START EXTRACTED DATA
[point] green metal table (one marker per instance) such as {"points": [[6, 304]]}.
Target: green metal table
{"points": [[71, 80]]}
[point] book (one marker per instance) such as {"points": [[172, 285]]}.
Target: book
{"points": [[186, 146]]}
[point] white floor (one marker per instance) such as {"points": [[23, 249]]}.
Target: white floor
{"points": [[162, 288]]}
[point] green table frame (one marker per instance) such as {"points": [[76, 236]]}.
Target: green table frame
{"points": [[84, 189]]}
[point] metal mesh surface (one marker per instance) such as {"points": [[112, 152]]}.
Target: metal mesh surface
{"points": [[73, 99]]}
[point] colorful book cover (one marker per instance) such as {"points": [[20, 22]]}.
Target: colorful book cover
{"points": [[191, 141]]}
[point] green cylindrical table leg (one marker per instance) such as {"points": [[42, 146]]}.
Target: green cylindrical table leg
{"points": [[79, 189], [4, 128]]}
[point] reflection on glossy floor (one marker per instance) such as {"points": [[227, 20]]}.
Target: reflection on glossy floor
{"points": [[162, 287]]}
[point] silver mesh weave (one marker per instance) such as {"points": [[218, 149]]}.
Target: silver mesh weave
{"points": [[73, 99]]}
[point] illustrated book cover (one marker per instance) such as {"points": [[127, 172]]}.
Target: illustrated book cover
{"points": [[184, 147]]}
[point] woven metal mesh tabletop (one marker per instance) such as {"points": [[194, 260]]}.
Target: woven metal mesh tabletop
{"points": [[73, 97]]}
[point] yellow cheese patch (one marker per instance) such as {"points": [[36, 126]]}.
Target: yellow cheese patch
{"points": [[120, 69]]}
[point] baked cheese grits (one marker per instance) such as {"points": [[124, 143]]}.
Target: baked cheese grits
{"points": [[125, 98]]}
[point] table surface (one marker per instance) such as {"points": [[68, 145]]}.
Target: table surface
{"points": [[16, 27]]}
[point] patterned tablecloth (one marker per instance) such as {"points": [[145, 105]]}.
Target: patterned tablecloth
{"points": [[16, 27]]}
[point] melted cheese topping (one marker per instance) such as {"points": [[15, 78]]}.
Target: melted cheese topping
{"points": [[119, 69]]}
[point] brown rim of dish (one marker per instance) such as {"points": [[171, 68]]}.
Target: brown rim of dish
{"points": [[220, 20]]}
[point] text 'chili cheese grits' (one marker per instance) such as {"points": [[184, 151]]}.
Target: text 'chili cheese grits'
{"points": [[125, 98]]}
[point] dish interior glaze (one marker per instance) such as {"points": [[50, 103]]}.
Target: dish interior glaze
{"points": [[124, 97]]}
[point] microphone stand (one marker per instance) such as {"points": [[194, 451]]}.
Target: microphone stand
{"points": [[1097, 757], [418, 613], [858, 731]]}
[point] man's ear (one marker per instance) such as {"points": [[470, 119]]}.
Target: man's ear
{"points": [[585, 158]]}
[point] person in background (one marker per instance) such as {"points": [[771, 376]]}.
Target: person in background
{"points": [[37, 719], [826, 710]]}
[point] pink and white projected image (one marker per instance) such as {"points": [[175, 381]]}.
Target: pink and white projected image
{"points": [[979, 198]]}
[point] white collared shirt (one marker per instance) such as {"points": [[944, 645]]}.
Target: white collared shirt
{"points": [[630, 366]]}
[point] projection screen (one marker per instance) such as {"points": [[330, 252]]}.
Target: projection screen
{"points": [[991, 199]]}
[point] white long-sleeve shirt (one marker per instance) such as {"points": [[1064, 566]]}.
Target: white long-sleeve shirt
END EXTRACTED DATA
Count up the lines of the data that include "long". Reply with a number only.

2